ARTICLE »
--- --- ---

Whether you are an agent or a principal, when a dispute gets serious, the first steps you take can have a profound impact on how the dispute unfolds and who will achieve the better outcome. Below are some of the important points that everyone should start thinking about as soon as dispute arises.
1. Be clear about your objective
Always remember: (1) disputes are unpredictable, (2) everyone involved will suffer some cost, and (3) most disputes end in compromise, not outright victories. Therefore, even if you think you have a watertight case, when formulating your objectives it is better to think in terms of a range of possible outcomes than one fixed outcome. Work out what your business can and cannot afford in terms of time and money, which problems it can and cannot tolerate, and make sure they are all accommodated. If the demands of your business do not fall within the range of realistic outcomes then you should probably rethink your approach to the dispute entirely.
2. Develop a strategy
Take time to think about any aspects that you might be able to turn to your advantage. For example, some opponents will be sensitive to costs, delays or reputational damage, whilst others will be dependent on preserving relationships with you or your allies. Less organised outfits are usually bad at producing reliable evidence to back up their case, possibly because they do not keep proper records or because their witnesses are unreliable. There possibilities are endless. Think about what applies to your particular case and work them into an overall strategy. And don’t forget to think about what can be used against you.
3. Remember the contract – and the Regulations
The starting point should always be to check what the contract between agent and principle says. Most contracts have clauses that govern duties, breaches, damages (including whether an agent is entitled to compensation or an indemnity), termination, notice periods and the mechanism for resolving disputes. Also bear in mind that some clauses will survive termination of an agency, such as restrictive covenants which can prevent parties from competing or from soliciting employees.

--- --- ---

DATA SECTION »
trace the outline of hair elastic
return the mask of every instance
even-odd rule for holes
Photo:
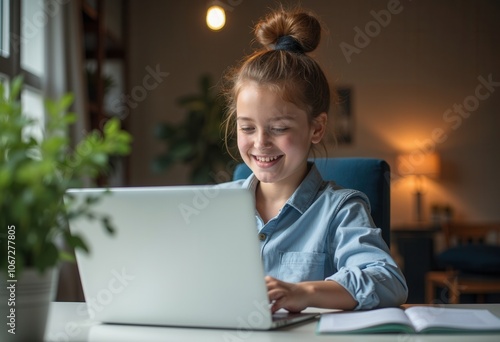
[[[295,53],[304,53],[302,45],[292,36],[281,36],[276,40],[275,50],[284,50]]]

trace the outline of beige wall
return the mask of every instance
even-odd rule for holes
[[[182,117],[175,99],[196,91],[201,74],[218,79],[251,51],[251,27],[274,4],[220,2],[229,9],[227,26],[210,32],[204,24],[207,1],[130,0],[128,95],[136,99],[130,114],[135,138],[131,185],[187,182],[182,168],[163,175],[150,172],[151,160],[162,150],[153,127]],[[443,167],[440,178],[427,183],[426,209],[431,203],[451,204],[463,219],[500,220],[500,87],[488,89],[479,80],[500,83],[500,3],[301,2],[320,15],[328,30],[316,52],[325,72],[353,91],[354,143],[331,149],[330,154],[384,158],[396,171],[398,153],[435,149]],[[377,24],[372,13],[388,8],[393,12],[390,22],[385,17],[387,23]],[[367,27],[373,37],[364,42],[366,46],[358,40],[358,53],[348,62],[341,44],[356,46],[356,27]],[[151,69],[165,74],[147,90],[144,80]],[[456,105],[472,110],[460,115]],[[443,133],[437,137],[433,132]],[[411,184],[396,177],[393,223],[411,221],[412,200]]]

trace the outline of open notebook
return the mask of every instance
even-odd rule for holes
[[[70,222],[90,254],[77,252],[90,317],[105,323],[271,329],[314,315],[273,321],[257,239],[255,206],[245,189],[145,187],[72,189],[102,196],[109,235],[96,220]],[[285,317],[283,317],[285,316]]]

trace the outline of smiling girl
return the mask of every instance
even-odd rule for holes
[[[370,217],[367,197],[324,181],[311,150],[322,143],[330,88],[308,55],[318,20],[278,10],[255,27],[263,49],[226,77],[226,138],[253,174],[229,186],[255,194],[272,311],[403,304],[405,279]]]

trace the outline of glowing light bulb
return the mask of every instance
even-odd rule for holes
[[[226,13],[220,6],[211,6],[207,11],[207,26],[218,31],[226,24]]]

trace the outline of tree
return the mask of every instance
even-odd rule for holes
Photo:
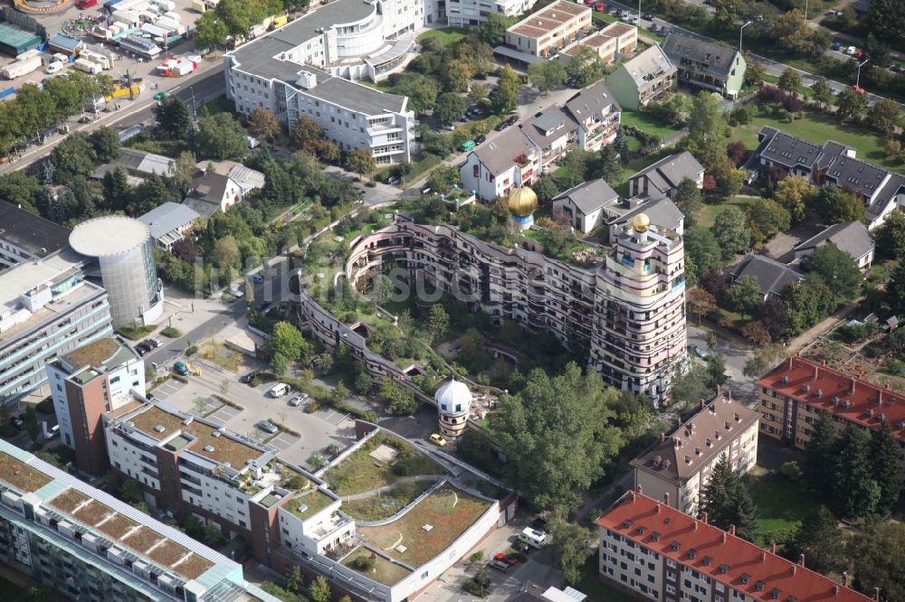
[[[717,243],[719,245],[723,259],[729,259],[737,253],[742,253],[751,243],[751,230],[748,227],[745,214],[735,205],[729,205],[710,227]]]
[[[817,193],[817,210],[830,223],[861,221],[864,219],[864,203],[850,191],[838,186],[824,186]]]
[[[348,165],[348,168],[358,175],[370,174],[377,168],[377,163],[375,161],[371,152],[363,147],[350,150],[346,155],[346,162]]]
[[[88,139],[100,163],[110,163],[119,156],[119,134],[112,127],[99,127]]]
[[[559,61],[538,61],[528,66],[528,79],[544,96],[554,88],[563,85],[568,75]]]
[[[2,192],[0,196],[3,196]],[[874,235],[878,253],[890,259],[905,257],[905,212],[900,209],[892,210],[886,221],[874,230]]]
[[[703,288],[691,288],[685,293],[685,302],[688,311],[698,316],[698,325],[700,325],[700,316],[710,314],[717,307],[717,300]]]
[[[839,573],[848,566],[845,544],[839,521],[830,509],[820,504],[812,508],[786,546],[786,558],[798,561],[805,555],[805,565],[821,573]]]
[[[449,327],[450,316],[446,309],[439,303],[431,307],[427,315],[427,327],[431,332],[431,339],[435,340],[443,336]]]
[[[726,531],[735,525],[738,537],[753,538],[757,529],[754,503],[725,453],[714,465],[700,497],[700,514],[707,513],[710,524]]]
[[[754,353],[745,362],[742,373],[745,376],[760,378],[767,372],[773,366],[776,365],[779,358],[782,357],[783,346],[776,343],[767,343],[759,345],[754,350]]]
[[[280,135],[280,120],[263,107],[256,107],[248,118],[248,129],[255,137],[272,142]]]
[[[754,308],[763,299],[763,294],[760,292],[760,284],[757,282],[757,278],[750,274],[746,274],[729,287],[729,290],[726,291],[726,297],[732,308],[744,317],[754,312]]]
[[[816,188],[802,175],[786,175],[776,183],[773,200],[789,212],[794,223],[805,219],[807,206],[816,194]]]
[[[497,113],[509,113],[515,110],[516,98],[520,87],[519,75],[507,63],[500,72],[497,96],[493,99],[493,110]]]
[[[902,484],[899,472],[899,446],[892,437],[889,420],[883,420],[880,428],[871,433],[871,461],[873,480],[880,485],[877,513],[885,515],[899,501]]]
[[[568,363],[555,377],[534,370],[525,388],[491,415],[512,483],[539,509],[577,506],[576,486],[603,476],[621,445],[609,424],[615,390]]]
[[[606,182],[614,183],[622,179],[622,164],[613,145],[605,145],[598,152],[600,174]]]
[[[290,362],[295,362],[311,352],[311,344],[294,325],[278,322],[267,342],[267,351],[272,356],[281,355]]]
[[[846,552],[854,565],[855,588],[872,596],[880,588],[880,599],[905,600],[905,523],[872,522],[849,541]]]
[[[827,287],[845,301],[854,298],[863,279],[852,256],[833,242],[814,249],[807,260],[807,268],[820,275]]]
[[[433,107],[433,117],[440,123],[451,124],[460,121],[465,115],[465,99],[455,92],[444,92],[437,98],[437,103]]]
[[[506,39],[506,30],[516,22],[515,17],[508,17],[499,13],[491,13],[487,20],[481,24],[478,37],[491,46],[499,46]]]
[[[726,161],[726,120],[713,95],[701,92],[694,98],[688,118],[688,136],[682,141],[708,172],[714,172]]]
[[[779,76],[779,81],[776,85],[779,86],[779,89],[789,94],[796,94],[798,89],[801,88],[801,74],[791,67],[786,67],[786,71]]]
[[[873,513],[880,502],[880,484],[871,462],[871,433],[849,423],[839,438],[833,469],[833,502],[842,516],[861,518]]]
[[[578,88],[586,88],[595,82],[604,75],[604,63],[600,53],[590,46],[580,45],[572,53],[566,72],[575,79]]]
[[[214,265],[220,269],[238,268],[242,261],[242,253],[239,252],[239,245],[235,241],[235,237],[227,234],[214,242],[211,257]]]
[[[818,78],[811,85],[811,90],[814,92],[814,99],[822,107],[833,104],[833,90],[826,78]]]
[[[248,138],[230,113],[217,113],[198,119],[195,150],[201,158],[242,161],[248,153]]]
[[[214,11],[208,11],[198,17],[195,27],[195,43],[198,48],[213,48],[216,52],[219,44],[226,43],[229,29]]]
[[[186,140],[192,127],[192,118],[188,115],[186,103],[176,96],[169,96],[160,101],[156,116],[157,128],[168,138]]]
[[[312,602],[330,602],[333,597],[330,584],[323,575],[318,575],[317,578],[309,584],[308,593],[310,594]]]
[[[585,562],[593,553],[590,543],[594,533],[579,524],[568,522],[562,516],[557,516],[550,526],[553,557],[566,582],[575,585],[581,580]]]
[[[856,121],[861,118],[867,108],[865,94],[852,88],[846,88],[840,92],[836,101],[838,109],[836,115],[843,119]]]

--- --- ---

JOB 1 »
Retype the passage of the dispute article from "Whether you are" to "as dispute arises.".
JOB 2 »
In the records, rewrite the lines from the line with "trace the outline of smiling girl" to the line with "[[[226,13],[220,6],[211,6],[207,11],[207,26],[218,31],[226,24]]]", changing "every instance" to "each instance" and leaving everything else as it is. Return only those lines.

FULL RESPONSE 1 »
Whether you are an agent or a principal, when a dispute gets serious, the first steps you take can have a profound impact on how the dispute unfolds and who will achieve the better outcome. Below are some of the important points that everyone should start thinking about as soon as dispute arises.

FULL RESPONSE 2 »
trace the outline of smiling girl
return the mask of each instance
even-odd rule for holes
[[[370,217],[367,197],[324,181],[311,150],[322,143],[330,88],[308,55],[318,20],[278,10],[255,27],[263,49],[226,77],[226,138],[253,174],[229,186],[255,194],[272,311],[403,304],[405,279]]]

trace the outline of glowing light bulb
return the mask of each instance
even-odd rule for holes
[[[226,13],[220,6],[211,6],[207,11],[207,26],[218,31],[226,24]]]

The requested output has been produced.